■ Vorliegender Text ■
━━━━━━

Ja vielen Dank nochmal fuer einen wunderschoenen Biketag rund um Bingen und Stromberg. Besser konnte der Daniel kein Wetter bestellen


----------



## Bettina (24. Oktober 2010)

Vielen Dank für die tolle Tour, der Weg zu dem neuen Trail ist zwar (gefühlt) sehr weit, aber es lohnt sich total. 
Ich hoffe, dass bald wieder Clubtouren dorthin folgen.  An dieser Stelle noch mal: Super Arbeit von Präsi, Raschauer und anderen fleißigen Helfern (mit und ohne Beinhart-Mitgliedschaft). 


Der Weg dahin war natürlich auch sehr schön, Herbstwald mit viel sonnigen Ausblicken, nette Trails für rauf wie runter. Diese Herbsttour wird uns jetzt lange in Erinnerung bleiben und über den kalten, grauen Winter helfen! 
Danach gab es dann wieder lecker Kuchen beim Kaffee Köppl in Bingen, verbrauchte Kalorien konnten also wieder aufegfüllt werden.

 Bettina


----------



## MTB-News.de




----------



## Ruderbock (24. Oktober 2010)

Bin auch sehr müde, aber sehr glücklich!! (zumal jetzt auchnoch Winterreifen auf den Autos sind - dafür liegt das Bike noch ziemlich verschlammt im Auto)
War ein sehr schöner (und phasenweise anstrengender) Tag,
liebe Grüße an alle, v.a. Guide Fubbes
Jens (Ruderbock)


----------



## der wahre H. (24. Oktober 2010)

Auch von mir ein dickes Lob für die gelungene Streckenführung und Tempogestaltung.

Helge


----------



## Maddin92 (24. Oktober 2010)

Ich kann mich den anderen nur anschließen. Wie immer beim Daniel eine tolle Runde. Der Platten am Schluss hätte nicht sein müssen.
 Aber gut, dass ihr weitergefahren seid, mein Ersatzschlauch hatte nämlich auch ein Loch.

Gruß Martin


----------



## Fubbes (24. Oktober 2010)

kurbelbeisser schrieb:


> shit, Termin vergeigt bzw. nicht früh genug gelesen. Ich denke ihr hattet riesigen Spass...bei dem Wetter...wow. Ich habe mir heute mal die Flowstrecke in Stromberg angesehen und die werde ich hier und da mal mit "einbauen".
> 
> ciaooo
> Markus


Da hätten wir uns durchaus begegnen können. Wir waren ja auch dort.

@Bettina
Der gebaute Trail lässt sich auch etwas schneller erreichen, wir fahren dort ja öfter herum bei unseren Feierabendrunden oder nun Sonntags morgens. 2h braucht's aber in jedem Fall.

@Ruderbock
Respekt, zum Reifenwechsel hätte mir jetzt die Kraft gefehlt. Ich war selbst froh, dass es am Ende "nur" 1.000 hm waren.

━━━━━━

■ Datensätze ■
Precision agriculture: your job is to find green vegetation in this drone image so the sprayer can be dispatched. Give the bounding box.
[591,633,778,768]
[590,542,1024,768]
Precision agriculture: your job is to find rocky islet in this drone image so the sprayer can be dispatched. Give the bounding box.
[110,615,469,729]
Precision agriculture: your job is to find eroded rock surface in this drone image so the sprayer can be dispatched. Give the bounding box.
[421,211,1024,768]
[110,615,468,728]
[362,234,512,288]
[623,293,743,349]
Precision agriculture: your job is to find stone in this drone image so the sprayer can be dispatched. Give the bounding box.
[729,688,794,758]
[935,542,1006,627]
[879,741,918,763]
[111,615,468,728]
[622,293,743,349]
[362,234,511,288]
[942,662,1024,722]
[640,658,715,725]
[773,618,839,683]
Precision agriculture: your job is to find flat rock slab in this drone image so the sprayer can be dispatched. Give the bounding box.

━━━━━━

■ Arbeitsanweisungen ■
A: Übertrage diesen Satz aus dem Text zur Biketour ins Englische: „Auch von mir ein dickes Lob für die gelungene Streckenführung und Tempogestaltung.“
B: Schreib den Text zur Biketour im Anschluss an seinen letzten Satz weiter.
Die Datensätze stammen aus einer anderen Quelle.

■ Lösungen ■
A: High praise from me as well for the well-chosen route and the pacing.

B:
Bis zum nächsten Jahr, vielleicht zur Schnuppertour,
   Daniel


----------



## Mr Cannondale (24. Oktober 2010)

Heute hat ja alles super gepasst: schönes Wetter, super Tour mit besichtigung der Stromberger MTB Strecke: Ein dickes Lob an Daniel.
Ich bin mit 125km und 1700hm glücklich zuhause angekommen


----------



## The IVO-MASTER (24. Oktober 2010)

Hallo Daniel,

ich schließe mich meinen Vorrednern an (außer Uwe - die Tagesleistung habe ich nicht geschafft ). Vielen Dank.
Es war die perfekte Herbsttour 
An dieser Stelle auch nochmals ein herzliches Dankeschön an die "Mitarbeiter der Wetterinstitution"


----------



## Fubbes (25. Oktober 2010)

Vielleicht sollte man den Trailbauern noch sagen, dass die Strecke noch nicht 100%ig Tandem-geeignet ist


----------



## kurbelbeisser (25. Oktober 2010)

Fubbes schrieb:


> Vielleicht sollte man den Trailbauern noch sagen, dass die Strecke noch nicht 100%ig Tandem-geeignet ist




Hi Daniel, 
wann düst ihr denn Sonntag Morgens los. Wir sind hier in Waldalgesheim drei Leute die auch des öfteren Sonntags Morgens auf die Piste gehen. Ich bin sowieso dran bei Euch "Beinharten" (alter Werner Fan lässt grüssen) einzutreten. Was meine zwei anderen Jungs davon halten kläre ich noch, aber wenn ich so die Beiträge lese, scheint ihr eine nette und gemischte
Truppe zu sein.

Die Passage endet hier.